* [Page text]

((

We read with interest the case report by Haroon et al (1) in a recent issue of Arthritis Care & Research. The authors describe a 26-year-old male construction worker who had groin pain for 2 years and was referred to the Spondylitis Clinic for further evaluation. They report that the radiographic findings were normal and that magnetic resonance imaging (MRI) showed mild synovitis. The patient's detailed history revealed a mechanical type of pain, and clinical examination showed restriction of internal rotation of the hip. MR arthrography showed a tear of the anterosuperior labrum and small marginal osteophytes arising from the femoral head (1).
We believe that an important diagnosis was missed in this patient and disagree that the radiograph shown in Figure 1 of the case report is normal. The femoral head is deformed (with a nonspherical extension of the femoral head), there is a decreased anterior head–neck offset, and, as later confirmed by MR arthrography, there is an osteophyte at the femoral head visible in the plain radiograph. Therefore, we believe that the patient described above is experiencing a cam-type femeroacetabular impingement (2).

))

* [Data extract]
((

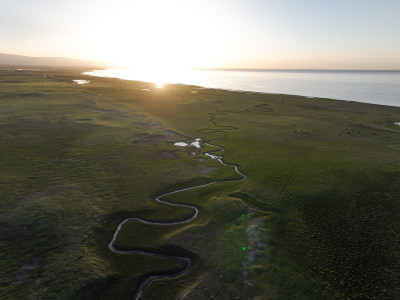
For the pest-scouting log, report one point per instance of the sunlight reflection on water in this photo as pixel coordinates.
(379, 87)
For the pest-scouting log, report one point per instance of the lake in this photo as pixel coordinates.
(378, 87)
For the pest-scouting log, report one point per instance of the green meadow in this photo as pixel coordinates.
(317, 217)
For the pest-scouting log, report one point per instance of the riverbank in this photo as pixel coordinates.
(316, 216)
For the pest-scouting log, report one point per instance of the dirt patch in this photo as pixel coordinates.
(166, 155)
(26, 270)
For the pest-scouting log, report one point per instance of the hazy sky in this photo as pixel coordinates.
(334, 34)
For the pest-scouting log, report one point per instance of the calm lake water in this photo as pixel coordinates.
(378, 87)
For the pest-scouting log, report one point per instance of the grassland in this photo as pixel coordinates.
(319, 212)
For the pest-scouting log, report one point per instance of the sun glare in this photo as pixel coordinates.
(169, 37)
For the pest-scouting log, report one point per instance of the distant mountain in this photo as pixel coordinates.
(12, 59)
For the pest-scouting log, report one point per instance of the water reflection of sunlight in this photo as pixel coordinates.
(158, 76)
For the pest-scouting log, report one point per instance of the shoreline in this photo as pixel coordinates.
(128, 76)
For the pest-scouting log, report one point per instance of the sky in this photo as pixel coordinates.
(311, 34)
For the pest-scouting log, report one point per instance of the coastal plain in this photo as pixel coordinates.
(317, 217)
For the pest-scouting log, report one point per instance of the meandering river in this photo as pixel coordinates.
(186, 260)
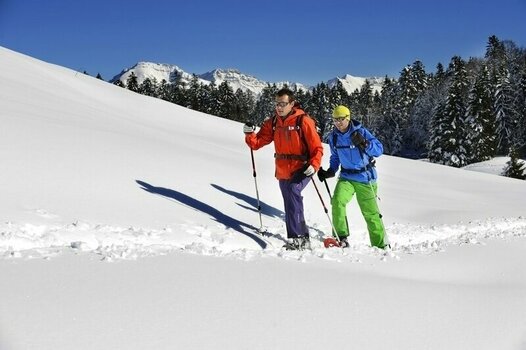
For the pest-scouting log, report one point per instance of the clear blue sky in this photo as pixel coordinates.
(305, 41)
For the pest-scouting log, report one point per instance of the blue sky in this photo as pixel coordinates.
(303, 41)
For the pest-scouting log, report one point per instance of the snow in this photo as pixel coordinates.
(129, 223)
(235, 78)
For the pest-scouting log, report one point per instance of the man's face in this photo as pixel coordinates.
(283, 105)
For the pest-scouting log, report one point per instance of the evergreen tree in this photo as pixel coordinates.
(521, 109)
(505, 114)
(448, 143)
(265, 106)
(131, 83)
(244, 105)
(364, 105)
(481, 121)
(320, 107)
(164, 90)
(196, 95)
(515, 168)
(148, 87)
(226, 101)
(119, 83)
(388, 130)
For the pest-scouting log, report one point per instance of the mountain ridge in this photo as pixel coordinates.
(235, 78)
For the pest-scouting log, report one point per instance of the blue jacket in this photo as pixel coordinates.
(355, 164)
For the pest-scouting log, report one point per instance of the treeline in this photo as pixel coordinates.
(471, 111)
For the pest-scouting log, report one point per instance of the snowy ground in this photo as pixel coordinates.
(129, 223)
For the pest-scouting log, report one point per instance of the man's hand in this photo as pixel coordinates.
(359, 141)
(249, 128)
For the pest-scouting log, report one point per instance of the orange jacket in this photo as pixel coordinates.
(291, 151)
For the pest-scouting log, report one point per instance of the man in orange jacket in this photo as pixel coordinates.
(298, 156)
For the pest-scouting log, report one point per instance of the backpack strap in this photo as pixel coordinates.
(299, 123)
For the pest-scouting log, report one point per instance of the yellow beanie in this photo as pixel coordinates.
(341, 112)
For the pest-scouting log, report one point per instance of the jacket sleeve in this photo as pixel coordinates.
(263, 137)
(375, 147)
(313, 142)
(334, 160)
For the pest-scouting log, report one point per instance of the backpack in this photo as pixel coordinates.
(299, 123)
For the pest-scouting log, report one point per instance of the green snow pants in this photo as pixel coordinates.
(366, 196)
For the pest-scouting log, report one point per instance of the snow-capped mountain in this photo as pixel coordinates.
(352, 83)
(235, 78)
(157, 71)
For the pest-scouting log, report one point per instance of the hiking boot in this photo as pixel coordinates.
(344, 243)
(300, 243)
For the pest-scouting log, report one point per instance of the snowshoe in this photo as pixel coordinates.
(300, 243)
(333, 242)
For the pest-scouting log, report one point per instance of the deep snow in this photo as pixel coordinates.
(128, 223)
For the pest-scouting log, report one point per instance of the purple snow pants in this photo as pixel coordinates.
(293, 200)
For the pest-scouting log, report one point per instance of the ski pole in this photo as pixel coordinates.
(330, 196)
(257, 192)
(376, 198)
(325, 209)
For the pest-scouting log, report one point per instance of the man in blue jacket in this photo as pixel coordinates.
(353, 148)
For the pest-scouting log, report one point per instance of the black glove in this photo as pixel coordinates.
(249, 128)
(359, 141)
(299, 175)
(325, 174)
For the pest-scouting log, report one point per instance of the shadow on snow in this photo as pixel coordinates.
(218, 216)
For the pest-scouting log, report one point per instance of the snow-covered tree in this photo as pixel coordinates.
(480, 122)
(132, 83)
(448, 143)
(515, 168)
(265, 104)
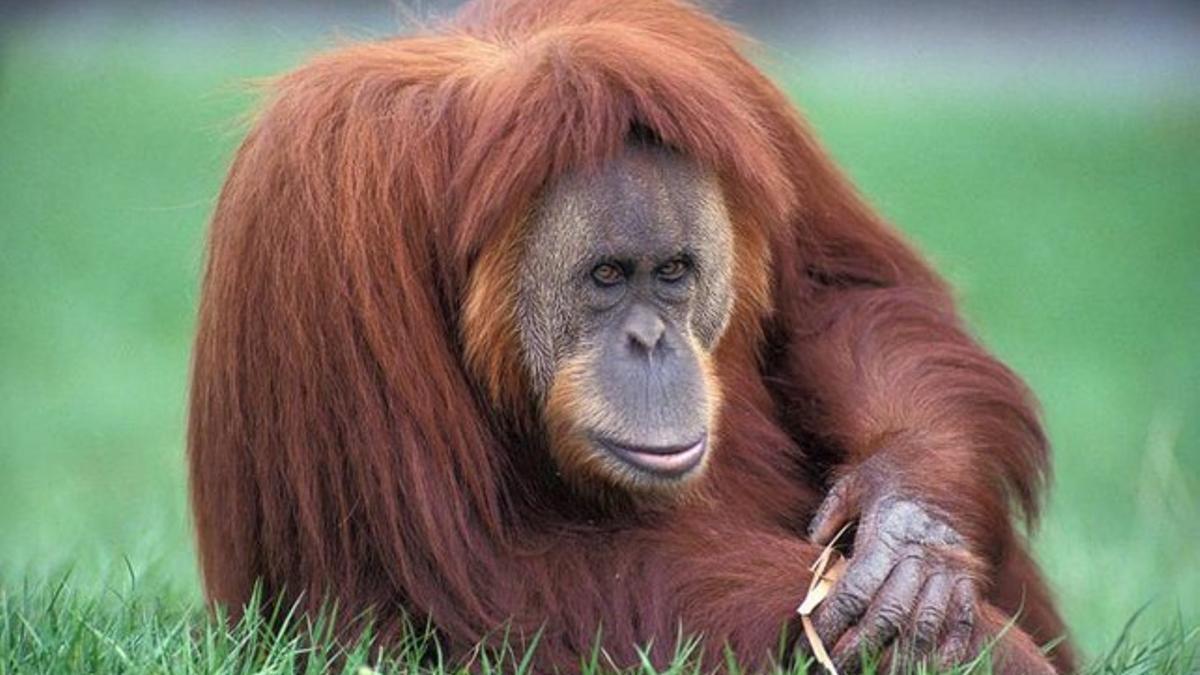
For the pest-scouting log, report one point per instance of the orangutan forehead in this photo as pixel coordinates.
(647, 203)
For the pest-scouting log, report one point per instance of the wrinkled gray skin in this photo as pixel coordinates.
(637, 342)
(637, 339)
(909, 581)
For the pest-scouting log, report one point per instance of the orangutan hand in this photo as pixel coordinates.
(909, 581)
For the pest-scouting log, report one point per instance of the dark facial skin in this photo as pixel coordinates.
(624, 288)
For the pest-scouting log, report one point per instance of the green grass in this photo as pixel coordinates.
(1069, 223)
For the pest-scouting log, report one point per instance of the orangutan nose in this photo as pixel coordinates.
(645, 329)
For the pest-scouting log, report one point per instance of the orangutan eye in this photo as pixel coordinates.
(672, 270)
(607, 274)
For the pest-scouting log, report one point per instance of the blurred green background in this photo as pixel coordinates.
(1067, 216)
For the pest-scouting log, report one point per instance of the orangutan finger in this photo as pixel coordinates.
(929, 617)
(853, 592)
(839, 507)
(887, 615)
(960, 623)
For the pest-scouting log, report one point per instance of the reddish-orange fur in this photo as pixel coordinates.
(355, 429)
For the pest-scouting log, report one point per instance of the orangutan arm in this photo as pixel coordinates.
(928, 440)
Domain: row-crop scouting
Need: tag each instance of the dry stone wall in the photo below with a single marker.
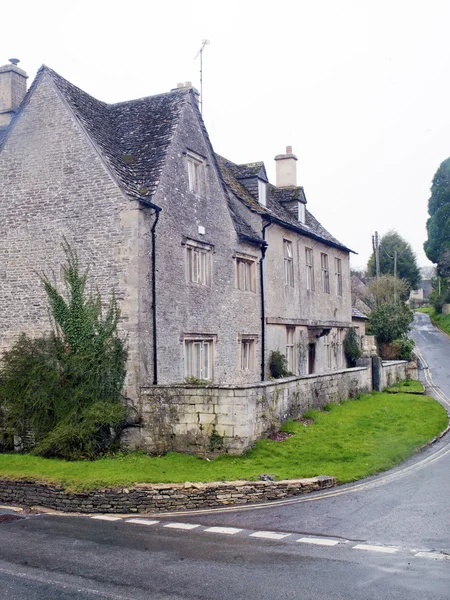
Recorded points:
(157, 497)
(214, 419)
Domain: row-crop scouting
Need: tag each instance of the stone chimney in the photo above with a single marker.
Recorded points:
(188, 86)
(286, 168)
(13, 87)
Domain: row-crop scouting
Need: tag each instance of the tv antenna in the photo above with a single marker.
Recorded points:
(200, 52)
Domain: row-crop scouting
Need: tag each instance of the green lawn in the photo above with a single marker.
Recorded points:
(442, 321)
(350, 440)
(410, 386)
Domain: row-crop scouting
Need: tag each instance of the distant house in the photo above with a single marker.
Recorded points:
(423, 291)
(214, 267)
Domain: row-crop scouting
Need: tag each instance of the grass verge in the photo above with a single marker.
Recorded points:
(441, 321)
(409, 386)
(350, 441)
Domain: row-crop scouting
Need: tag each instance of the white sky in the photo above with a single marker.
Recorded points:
(360, 89)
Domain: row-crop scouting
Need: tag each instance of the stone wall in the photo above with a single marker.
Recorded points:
(397, 370)
(157, 497)
(210, 419)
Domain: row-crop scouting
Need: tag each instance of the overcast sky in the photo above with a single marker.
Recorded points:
(360, 89)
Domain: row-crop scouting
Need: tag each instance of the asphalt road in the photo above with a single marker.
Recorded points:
(385, 537)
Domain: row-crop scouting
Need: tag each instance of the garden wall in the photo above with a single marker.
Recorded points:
(156, 497)
(206, 420)
(396, 370)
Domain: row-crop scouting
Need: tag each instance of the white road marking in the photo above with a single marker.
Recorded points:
(435, 555)
(269, 535)
(181, 525)
(371, 548)
(319, 541)
(141, 521)
(227, 530)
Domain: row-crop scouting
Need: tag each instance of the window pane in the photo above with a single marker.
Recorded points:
(203, 273)
(206, 360)
(187, 359)
(196, 370)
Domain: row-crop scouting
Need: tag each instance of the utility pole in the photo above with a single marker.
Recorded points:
(200, 52)
(376, 252)
(395, 276)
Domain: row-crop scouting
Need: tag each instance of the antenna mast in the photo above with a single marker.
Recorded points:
(200, 52)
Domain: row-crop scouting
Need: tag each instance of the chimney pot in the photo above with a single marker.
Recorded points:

))

* [What the task requires]
Extend the letter on the groin pain case, picking up right after its final sentence. The lines above have no connection to the letter on the groin pain case.

* [Result for this task]
Cam impingement usually occurs in young men who are physically active, and these patients are often seen by orthopedic surgeons because of groin pain of unknown origin (2). Internal rotation is typically found to be diminished (3). The radiographic appearance of the deformity has different names, such as pistol grip deformity, tilt deformity, or cam-type deformity. It has been associated with an increased risk of hip osteoarthritis (OA) in the elderly (4) and was proposed to cause early OA in the nondysplastic hip (5). Cartilage and labral damage are explained by the increased radius of the femoral head entering the acetabulum, resulting in shearing forces against the acetabular cartilage, especially during flexion and internal rotation. High-velocity movements, frequently occurring during athletic exercises or heavy labor, may play a detrimental role. These lead to an outside-in abrasion of the anterosuperior acetabular cartilage, and to an avulsion of the cartilage at the labrum and the subchondral bone at the anterior superior rim (6).
Cam impingement is not uncommon and should be recognized not only by orthopedic surgeons but also by rheumatologists. If conservative treatment fails and a surgical treatment is chosen, the prognosis depends not only on the presence of early OA, but also on the correction of the underlying deformity; if this is missed, resection of the labral tear will probably not yield the expected results (7–11).